_YOUR OBJECTIVE_:
Find every line in the data below that contains the word "small" and copy each of those lines.

>>>>>

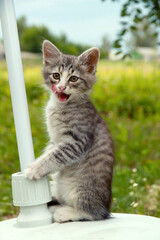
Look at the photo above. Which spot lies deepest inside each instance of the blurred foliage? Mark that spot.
(134, 12)
(127, 96)
(32, 37)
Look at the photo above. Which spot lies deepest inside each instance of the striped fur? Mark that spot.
(80, 153)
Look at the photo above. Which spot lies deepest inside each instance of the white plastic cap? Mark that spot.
(28, 193)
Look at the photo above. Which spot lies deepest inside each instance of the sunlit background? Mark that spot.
(126, 95)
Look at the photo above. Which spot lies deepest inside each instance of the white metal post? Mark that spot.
(31, 196)
(16, 81)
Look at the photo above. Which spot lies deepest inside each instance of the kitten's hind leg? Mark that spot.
(66, 213)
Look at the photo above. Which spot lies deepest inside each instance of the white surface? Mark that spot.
(120, 227)
(16, 81)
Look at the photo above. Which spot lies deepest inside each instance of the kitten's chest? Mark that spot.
(57, 124)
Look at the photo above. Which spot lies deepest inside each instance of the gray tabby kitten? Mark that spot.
(80, 152)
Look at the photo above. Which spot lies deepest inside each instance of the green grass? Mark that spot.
(127, 96)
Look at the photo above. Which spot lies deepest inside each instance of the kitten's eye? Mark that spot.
(73, 79)
(56, 76)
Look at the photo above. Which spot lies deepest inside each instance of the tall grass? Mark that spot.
(127, 96)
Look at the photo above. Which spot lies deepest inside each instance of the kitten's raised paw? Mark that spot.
(33, 172)
(61, 215)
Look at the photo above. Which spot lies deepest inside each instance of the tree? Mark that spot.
(132, 13)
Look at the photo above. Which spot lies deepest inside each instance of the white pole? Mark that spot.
(31, 196)
(16, 81)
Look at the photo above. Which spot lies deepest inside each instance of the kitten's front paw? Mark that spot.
(34, 171)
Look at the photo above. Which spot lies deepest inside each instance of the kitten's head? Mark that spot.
(69, 77)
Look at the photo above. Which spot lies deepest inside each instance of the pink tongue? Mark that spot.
(62, 97)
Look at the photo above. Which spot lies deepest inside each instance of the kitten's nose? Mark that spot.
(62, 88)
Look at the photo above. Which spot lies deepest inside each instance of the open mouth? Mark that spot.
(61, 95)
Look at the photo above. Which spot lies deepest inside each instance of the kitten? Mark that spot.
(80, 153)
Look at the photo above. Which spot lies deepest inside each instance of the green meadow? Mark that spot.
(127, 96)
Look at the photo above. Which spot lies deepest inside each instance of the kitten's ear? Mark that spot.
(89, 59)
(51, 54)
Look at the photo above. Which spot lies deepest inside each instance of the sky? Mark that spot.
(83, 21)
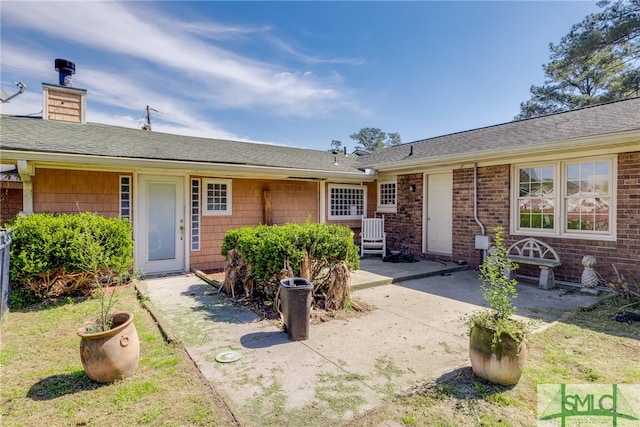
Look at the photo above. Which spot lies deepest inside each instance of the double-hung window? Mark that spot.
(346, 201)
(387, 196)
(217, 196)
(571, 198)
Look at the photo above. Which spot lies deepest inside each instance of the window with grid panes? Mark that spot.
(217, 197)
(346, 202)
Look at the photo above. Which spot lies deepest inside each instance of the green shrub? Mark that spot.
(49, 253)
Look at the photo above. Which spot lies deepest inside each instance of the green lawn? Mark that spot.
(43, 382)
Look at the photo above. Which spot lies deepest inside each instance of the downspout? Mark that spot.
(475, 198)
(475, 209)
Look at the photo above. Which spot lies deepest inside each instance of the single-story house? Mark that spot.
(569, 179)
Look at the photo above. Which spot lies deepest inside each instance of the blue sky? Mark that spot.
(290, 73)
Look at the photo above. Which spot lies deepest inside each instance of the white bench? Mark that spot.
(534, 252)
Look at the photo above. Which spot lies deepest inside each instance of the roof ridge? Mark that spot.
(557, 113)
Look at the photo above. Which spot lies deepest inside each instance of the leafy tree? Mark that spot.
(372, 139)
(595, 62)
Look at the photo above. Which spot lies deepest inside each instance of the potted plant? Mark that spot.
(109, 344)
(497, 343)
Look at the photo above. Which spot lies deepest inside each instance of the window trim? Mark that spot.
(205, 202)
(560, 216)
(346, 186)
(390, 208)
(121, 201)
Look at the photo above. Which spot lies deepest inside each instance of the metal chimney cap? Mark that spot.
(65, 65)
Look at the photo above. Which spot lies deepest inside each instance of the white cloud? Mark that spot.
(209, 73)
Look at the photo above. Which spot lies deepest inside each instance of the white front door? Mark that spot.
(439, 212)
(160, 224)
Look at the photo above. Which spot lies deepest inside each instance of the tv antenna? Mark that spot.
(147, 126)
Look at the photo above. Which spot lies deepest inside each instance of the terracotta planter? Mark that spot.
(502, 365)
(113, 354)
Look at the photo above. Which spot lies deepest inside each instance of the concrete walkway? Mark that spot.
(349, 366)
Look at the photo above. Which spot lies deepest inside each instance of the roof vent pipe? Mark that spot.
(65, 70)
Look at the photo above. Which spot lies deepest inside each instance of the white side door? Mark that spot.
(160, 227)
(439, 212)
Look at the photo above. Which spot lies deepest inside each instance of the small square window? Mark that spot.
(217, 197)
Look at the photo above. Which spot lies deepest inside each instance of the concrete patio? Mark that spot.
(412, 335)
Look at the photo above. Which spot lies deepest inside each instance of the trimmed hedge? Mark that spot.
(51, 254)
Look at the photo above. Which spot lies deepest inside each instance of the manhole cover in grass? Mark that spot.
(228, 356)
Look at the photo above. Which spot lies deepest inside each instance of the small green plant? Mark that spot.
(499, 290)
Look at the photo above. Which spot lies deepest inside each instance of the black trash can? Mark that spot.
(296, 307)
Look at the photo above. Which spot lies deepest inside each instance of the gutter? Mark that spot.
(232, 170)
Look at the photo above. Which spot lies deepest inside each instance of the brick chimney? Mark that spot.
(63, 102)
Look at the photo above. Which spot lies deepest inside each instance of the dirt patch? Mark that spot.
(266, 310)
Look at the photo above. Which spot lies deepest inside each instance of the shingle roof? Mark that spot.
(37, 135)
(524, 134)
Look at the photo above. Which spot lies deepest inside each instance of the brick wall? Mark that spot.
(493, 209)
(73, 191)
(403, 228)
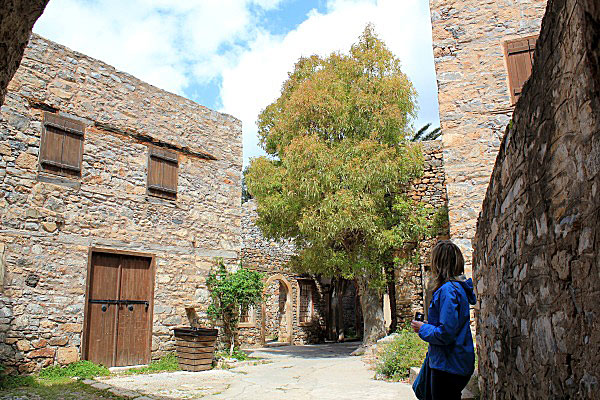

<<<<<

_ANSWER TO THIS PROBLEM_:
Look at the photo above. Which spot lies deepest inside each instance of the small square window? Mark that spot.
Look at the photo above. Which spot lies deepest inside each instance of the small green plant? Mark that spot.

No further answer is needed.